*Objective*. Retype the records below exactly as they appear, but leave out any pictures.

Items from a labeling collection
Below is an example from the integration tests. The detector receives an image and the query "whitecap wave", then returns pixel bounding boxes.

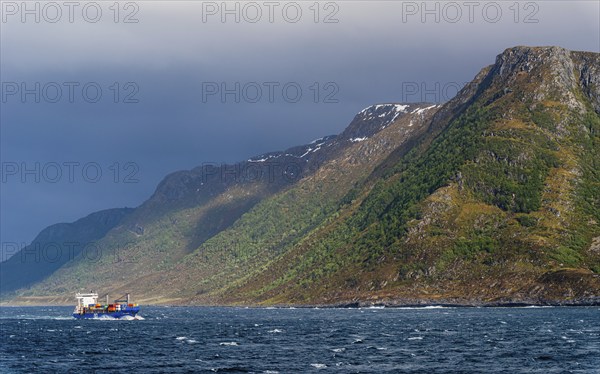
[219,342,238,346]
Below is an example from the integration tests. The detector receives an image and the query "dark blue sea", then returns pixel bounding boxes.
[0,307,600,373]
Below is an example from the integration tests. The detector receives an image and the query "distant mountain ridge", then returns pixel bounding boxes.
[2,47,600,305]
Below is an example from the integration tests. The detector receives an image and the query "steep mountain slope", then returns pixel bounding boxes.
[5,47,600,304]
[220,47,600,303]
[0,208,133,295]
[5,104,435,302]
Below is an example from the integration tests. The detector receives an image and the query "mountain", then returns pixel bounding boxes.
[0,208,133,294]
[2,47,600,305]
[2,103,436,302]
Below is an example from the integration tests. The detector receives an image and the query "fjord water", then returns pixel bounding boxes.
[0,307,600,373]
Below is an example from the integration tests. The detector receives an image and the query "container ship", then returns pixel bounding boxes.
[73,292,140,319]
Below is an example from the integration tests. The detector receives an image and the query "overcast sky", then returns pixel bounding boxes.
[0,1,600,258]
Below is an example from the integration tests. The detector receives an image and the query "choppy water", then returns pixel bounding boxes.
[0,307,600,373]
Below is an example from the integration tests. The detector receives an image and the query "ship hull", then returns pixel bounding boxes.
[73,308,139,319]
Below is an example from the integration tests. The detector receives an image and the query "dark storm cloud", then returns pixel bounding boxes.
[0,1,600,251]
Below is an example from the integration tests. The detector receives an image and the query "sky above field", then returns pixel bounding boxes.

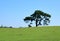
[0,0,60,27]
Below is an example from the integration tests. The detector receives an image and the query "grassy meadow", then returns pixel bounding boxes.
[0,26,60,41]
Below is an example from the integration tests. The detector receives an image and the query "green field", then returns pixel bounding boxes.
[0,26,60,41]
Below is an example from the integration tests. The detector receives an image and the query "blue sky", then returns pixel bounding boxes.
[0,0,60,27]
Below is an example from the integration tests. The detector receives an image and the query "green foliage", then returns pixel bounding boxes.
[0,26,60,41]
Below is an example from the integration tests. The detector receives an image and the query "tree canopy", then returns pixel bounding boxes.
[24,10,51,27]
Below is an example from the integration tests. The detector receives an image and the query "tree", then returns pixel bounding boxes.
[24,10,51,27]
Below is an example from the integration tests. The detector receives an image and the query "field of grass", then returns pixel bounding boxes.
[0,26,60,41]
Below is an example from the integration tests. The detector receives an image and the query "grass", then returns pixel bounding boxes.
[0,26,60,41]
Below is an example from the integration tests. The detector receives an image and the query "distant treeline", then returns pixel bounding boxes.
[0,25,13,28]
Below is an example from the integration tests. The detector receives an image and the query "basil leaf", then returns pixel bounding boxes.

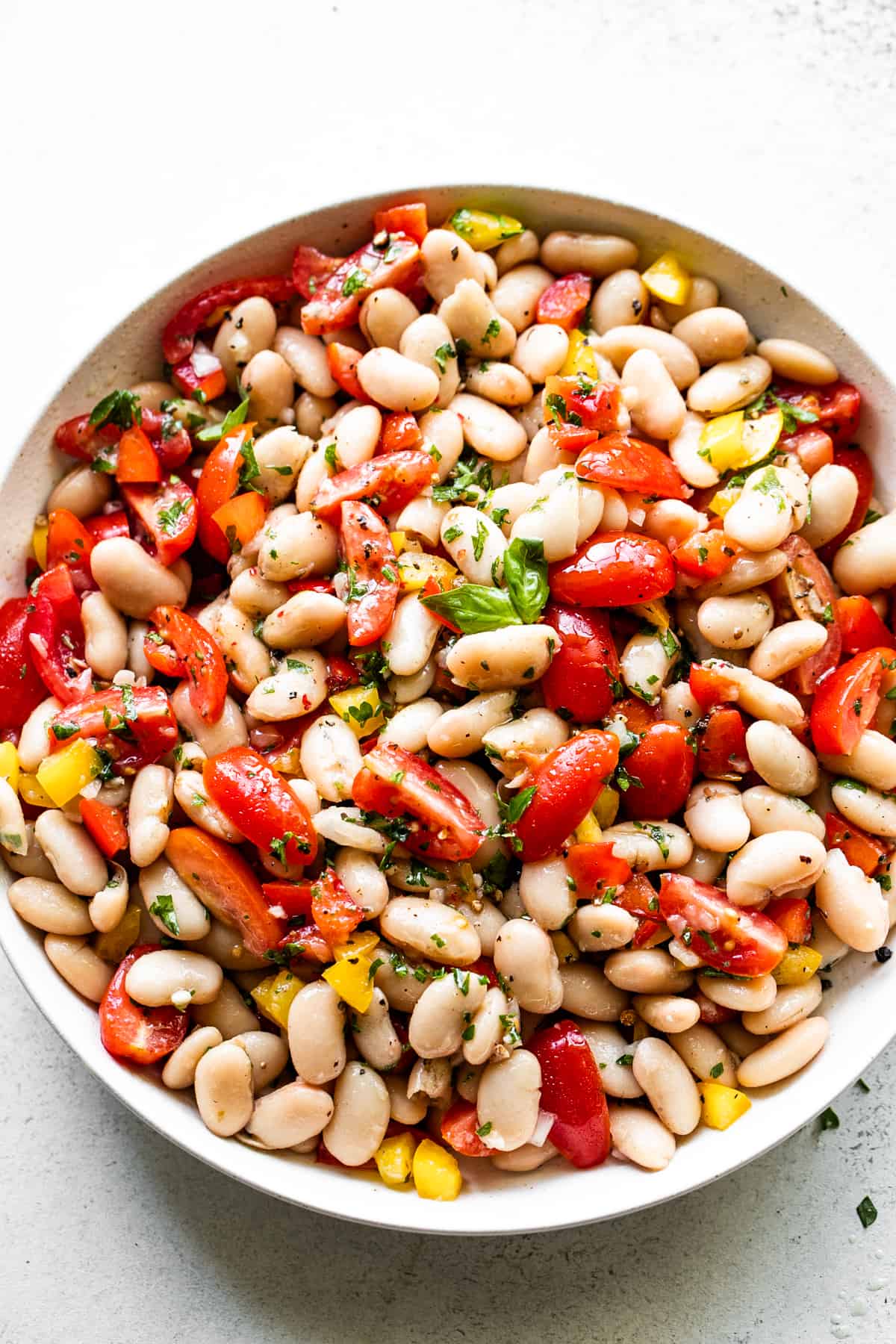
[420,583,523,635]
[504,536,548,625]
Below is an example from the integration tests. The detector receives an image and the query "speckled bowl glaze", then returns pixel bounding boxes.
[0,185,896,1235]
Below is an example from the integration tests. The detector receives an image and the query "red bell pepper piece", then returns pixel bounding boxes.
[526,1018,610,1168]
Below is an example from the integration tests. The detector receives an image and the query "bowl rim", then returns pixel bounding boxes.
[0,180,896,1236]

*Exercise answer*.
Below is an example from the integration tests. The detector receives an image and the query "whitecap wave", then returns pixel bounding boxes.

[219,342,238,346]
Below is an example from the integration tests. The detector receives an image and the query "dark blue sea", then returns pixel bounding boxes.
[0,307,600,373]
Below is an example from the integration tests. The detector receives an image and the query "distant mountain ridge", then returns pixel bounding boxes.
[2,47,600,305]
Below is an example from the integration tests. The detector receives an image and the query "steep mountain slope", then returns pixel bounding boxes.
[5,47,600,304]
[220,47,600,303]
[0,208,133,295]
[5,104,435,302]
Below is an example from the integration tests. The detector receives an image and the query "mountain", then returns pixel bounding boxes.
[0,208,133,294]
[2,47,600,305]
[2,103,436,302]
Below is an example from the integration tests. The detector receives an image and the query "fjord water", then returns pixel bounding boxes.
[0,307,600,373]
Below is an example from the integration tests. The detector receives an image and the query "container ship", then returns pixel bounding boxes.
[73,292,140,319]
Below is an example from the integration tests. The detector receives an image and the query "overcast sky", then returns pixel bounding boxes.
[0,1,600,258]
Below is an example from the integration tests. The detector receives an image and the query "choppy water", then returns pixel bounding boxes.
[0,307,600,373]
Below is an example from the integration tests. The detector receives an image and the query "ship hull", then returns pixel bounding boxes.
[73,308,139,319]
Below is an example from the integration tests. The detector receives an image and the query "dark storm cloud", then returns pixel bounding boxes.
[0,1,600,251]
Below is an example from the integration tests. The detector receives an image and the query "sky above field", then returns pixel bounding boxes.

[0,0,60,27]
Below is an example from the integration tests. The detector receives an image and the query "grassy meadow", then returns pixel bounding boxes.
[0,26,60,41]
Below is an example from the integration tests. The detector receives an image and the query "green field", then returns pixel bounding boxes.
[0,26,60,41]
Below is an example from the integration tests. The detector receives an image and the query "blue sky", then returns pixel bounding boxes.
[0,0,60,27]
Below is an example from the integration tests. The detector receives an image and the query "green foliage", then returns pixel bounding boxes.
[0,26,60,41]
Below is an example from the integration tests. The detector receives an image and the query "tree canopy", then returns pixel bounding boxes.
[24,10,51,27]
Below is an example from the integration tests. The detector receives an image and the query "tree", then returns pixel bounding boxes.
[24,10,51,27]
Below is an example from the integration tests. The detector receives an image and the query "field of grass", then returns pixel bounding boxes.
[0,26,60,41]
Below is an example from the integration tests. The detector receives an image and the query "grass", then returns pixel bounding boxes.
[0,26,60,41]
Below is an example from the integration tests. The detector receives an image and the query "distant treeline", then returns pixel bounding boxes.
[0,25,13,28]
Below is an example from the integration tests. The detector receives an image and the query "basil leaf", then returns pixel bounding boxes.

[420,583,523,635]
[504,536,548,625]
Below is an example from the integration tests. The detector receives an image and the query "speckled bowl glaze", then returns pixel bounding boxes.
[0,185,896,1235]
Below is an example from the integration tests. The detector receives an image and the query "red bell pepper piece", then returns pixel bounding boxes.
[526,1018,610,1168]
Below is an example from the integration tests. The detector receives an image and the query "bowl rim", then returns pixel bounding boxes.
[0,180,896,1236]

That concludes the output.